(Phrase grounding data)
=== Begin Enclosure ===

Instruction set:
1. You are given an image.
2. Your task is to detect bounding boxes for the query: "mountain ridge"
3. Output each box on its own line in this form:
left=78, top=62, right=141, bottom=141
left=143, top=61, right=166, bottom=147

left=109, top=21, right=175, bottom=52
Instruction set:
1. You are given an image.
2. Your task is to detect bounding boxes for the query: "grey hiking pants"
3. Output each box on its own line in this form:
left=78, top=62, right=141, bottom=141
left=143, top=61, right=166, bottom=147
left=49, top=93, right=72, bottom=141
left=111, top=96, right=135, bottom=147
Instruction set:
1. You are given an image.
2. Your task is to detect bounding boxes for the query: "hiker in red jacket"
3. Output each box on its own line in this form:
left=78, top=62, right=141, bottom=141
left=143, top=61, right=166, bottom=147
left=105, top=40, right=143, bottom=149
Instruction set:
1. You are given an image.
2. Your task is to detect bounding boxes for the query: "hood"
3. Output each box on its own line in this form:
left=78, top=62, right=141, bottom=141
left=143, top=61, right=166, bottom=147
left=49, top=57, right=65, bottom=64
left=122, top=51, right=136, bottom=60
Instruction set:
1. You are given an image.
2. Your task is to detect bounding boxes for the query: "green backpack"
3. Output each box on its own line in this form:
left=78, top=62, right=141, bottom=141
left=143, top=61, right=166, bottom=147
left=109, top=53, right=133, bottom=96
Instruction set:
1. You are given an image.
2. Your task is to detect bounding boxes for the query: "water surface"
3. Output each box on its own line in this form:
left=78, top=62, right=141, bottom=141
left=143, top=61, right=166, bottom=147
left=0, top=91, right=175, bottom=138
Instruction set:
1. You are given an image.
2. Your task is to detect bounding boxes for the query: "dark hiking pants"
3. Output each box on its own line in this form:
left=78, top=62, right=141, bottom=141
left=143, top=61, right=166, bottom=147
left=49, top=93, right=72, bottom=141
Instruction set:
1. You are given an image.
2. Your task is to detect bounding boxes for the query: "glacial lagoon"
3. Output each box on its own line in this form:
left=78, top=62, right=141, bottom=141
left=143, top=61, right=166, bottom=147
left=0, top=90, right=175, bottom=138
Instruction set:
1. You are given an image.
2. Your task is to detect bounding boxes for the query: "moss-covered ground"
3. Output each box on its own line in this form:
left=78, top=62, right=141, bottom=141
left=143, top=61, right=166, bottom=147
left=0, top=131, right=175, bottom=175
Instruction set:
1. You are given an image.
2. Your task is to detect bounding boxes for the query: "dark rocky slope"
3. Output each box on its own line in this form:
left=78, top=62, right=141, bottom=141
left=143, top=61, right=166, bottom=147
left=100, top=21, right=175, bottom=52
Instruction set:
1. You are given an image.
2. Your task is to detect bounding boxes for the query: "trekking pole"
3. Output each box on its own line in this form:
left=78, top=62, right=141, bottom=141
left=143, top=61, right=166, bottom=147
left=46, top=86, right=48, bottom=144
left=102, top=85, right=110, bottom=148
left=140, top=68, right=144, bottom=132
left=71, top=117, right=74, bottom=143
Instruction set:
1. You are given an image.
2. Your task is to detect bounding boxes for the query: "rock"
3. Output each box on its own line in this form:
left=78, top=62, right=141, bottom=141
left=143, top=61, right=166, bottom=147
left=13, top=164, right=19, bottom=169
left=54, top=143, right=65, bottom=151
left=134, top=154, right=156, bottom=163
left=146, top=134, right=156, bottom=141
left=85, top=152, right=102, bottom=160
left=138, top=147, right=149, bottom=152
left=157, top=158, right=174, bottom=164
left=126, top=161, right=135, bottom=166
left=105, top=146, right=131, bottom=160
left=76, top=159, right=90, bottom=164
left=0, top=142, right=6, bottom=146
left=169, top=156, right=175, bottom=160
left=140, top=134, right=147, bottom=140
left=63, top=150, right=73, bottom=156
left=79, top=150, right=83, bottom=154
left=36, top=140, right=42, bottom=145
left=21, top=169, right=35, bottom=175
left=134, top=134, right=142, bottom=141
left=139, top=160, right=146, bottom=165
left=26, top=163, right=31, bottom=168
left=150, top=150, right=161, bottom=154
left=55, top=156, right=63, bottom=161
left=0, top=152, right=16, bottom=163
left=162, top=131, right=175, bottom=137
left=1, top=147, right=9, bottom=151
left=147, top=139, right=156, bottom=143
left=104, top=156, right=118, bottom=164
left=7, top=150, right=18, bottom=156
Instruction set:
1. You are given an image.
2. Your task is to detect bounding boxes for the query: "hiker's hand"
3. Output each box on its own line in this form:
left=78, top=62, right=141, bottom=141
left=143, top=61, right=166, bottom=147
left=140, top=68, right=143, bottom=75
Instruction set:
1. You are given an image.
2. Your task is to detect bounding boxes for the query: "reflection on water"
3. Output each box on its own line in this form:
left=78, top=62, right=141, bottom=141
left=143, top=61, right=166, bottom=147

=== End Enclosure ===

> Exercise:
Repeat the data above exactly.

> Reply:
Instruction set:
1. You are given an image.
2. Your task is to detect bounding boxes for the query: "mountain ridge"
3. Output each box on its own line in this form:
left=78, top=62, right=141, bottom=141
left=143, top=61, right=166, bottom=147

left=109, top=21, right=175, bottom=52
Instruction set:
1. You are given an image.
2. Your task is to detect bounding boxes for the query: "grey hiking pants"
3. Output each box on its own line in this form:
left=78, top=62, right=141, bottom=141
left=143, top=61, right=166, bottom=147
left=49, top=93, right=72, bottom=141
left=111, top=96, right=135, bottom=147
Instruction set:
1. You are given an image.
2. Your task is to detect bounding boxes for the query: "hiker in red jacket"
3. Output each box on its own line in this form:
left=78, top=62, right=141, bottom=141
left=143, top=61, right=166, bottom=147
left=105, top=40, right=143, bottom=149
Instruction set:
1. You are given an image.
2. Your task is to detect bounding boxes for the query: "hood"
3. Output each box on its own line in this form:
left=78, top=62, right=141, bottom=141
left=143, top=61, right=166, bottom=147
left=49, top=57, right=65, bottom=64
left=122, top=51, right=136, bottom=60
Instruction set:
1. You are given an image.
2. Your task is to detect bounding boxes for the query: "green backpack"
3. Output each box on its own line in this form:
left=78, top=62, right=141, bottom=141
left=143, top=61, right=166, bottom=147
left=109, top=53, right=133, bottom=96
Instruction set:
1. You are given an image.
2. Your task is to detect bounding boxes for the query: "water surface"
3. Output each box on its own line in this form:
left=78, top=62, right=141, bottom=141
left=143, top=61, right=166, bottom=147
left=0, top=91, right=175, bottom=138
Instruction set:
1. You are given an image.
2. Your task is to detect bounding boxes for the query: "dark hiking pants"
3. Output each box on its own line in this form:
left=78, top=62, right=141, bottom=141
left=143, top=61, right=166, bottom=147
left=49, top=93, right=72, bottom=141
Instruction set:
1. You are given an image.
2. Your task is to detect bounding boxes for the query: "glacial lagoon"
3. Output each box on its own line in this form:
left=78, top=62, right=141, bottom=141
left=143, top=61, right=166, bottom=147
left=0, top=90, right=175, bottom=138
Instruction set:
1. You are given an image.
2. Your task is to detect bounding boxes for the query: "moss-covered ground"
3. Output each box on its own line in this form:
left=78, top=62, right=141, bottom=141
left=143, top=61, right=166, bottom=147
left=0, top=131, right=175, bottom=175
Instruction set:
1. You are given an image.
2. Your task is to detect bounding boxes for the query: "dark rocky slope"
3. Output each box on its own line in this form:
left=78, top=62, right=141, bottom=141
left=143, top=61, right=166, bottom=147
left=100, top=21, right=175, bottom=52
Instruction set:
1. You are given an image.
2. Your task is to detect bounding boxes for the query: "trekking pole"
3. Output each box on its own line in this form:
left=78, top=62, right=141, bottom=141
left=143, top=61, right=166, bottom=147
left=46, top=86, right=48, bottom=144
left=102, top=85, right=110, bottom=148
left=140, top=68, right=144, bottom=132
left=71, top=117, right=74, bottom=143
Instruction set:
1. You are given an image.
2. Your task is to detect bounding boxes for the query: "rock"
3. Output each box on its own line in this form:
left=78, top=62, right=141, bottom=141
left=143, top=61, right=166, bottom=147
left=13, top=164, right=19, bottom=169
left=54, top=143, right=65, bottom=151
left=134, top=154, right=156, bottom=163
left=146, top=134, right=156, bottom=141
left=85, top=152, right=102, bottom=160
left=138, top=147, right=149, bottom=152
left=157, top=158, right=174, bottom=164
left=126, top=161, right=135, bottom=166
left=105, top=146, right=131, bottom=160
left=76, top=159, right=90, bottom=164
left=0, top=142, right=6, bottom=146
left=169, top=156, right=175, bottom=160
left=140, top=134, right=147, bottom=140
left=63, top=150, right=73, bottom=156
left=79, top=150, right=83, bottom=154
left=36, top=140, right=42, bottom=145
left=21, top=169, right=35, bottom=175
left=134, top=134, right=142, bottom=141
left=139, top=160, right=146, bottom=165
left=26, top=163, right=31, bottom=168
left=150, top=150, right=161, bottom=154
left=55, top=156, right=63, bottom=161
left=0, top=152, right=16, bottom=163
left=162, top=131, right=175, bottom=137
left=1, top=147, right=9, bottom=151
left=147, top=139, right=156, bottom=143
left=104, top=156, right=118, bottom=164
left=7, top=150, right=18, bottom=156
Instruction set:
1. You are given an image.
2. Your task is to detect bounding boxes for the query: "hiker's hand"
3. Output each box on its own line in this form:
left=78, top=62, right=141, bottom=141
left=143, top=61, right=166, bottom=147
left=140, top=68, right=143, bottom=75
Instruction set:
1. You are given an image.
2. Your task is to detect bounding boxes for the query: "reflection on water"
3. Output each box on its own line in this form:
left=78, top=62, right=141, bottom=141
left=143, top=61, right=166, bottom=147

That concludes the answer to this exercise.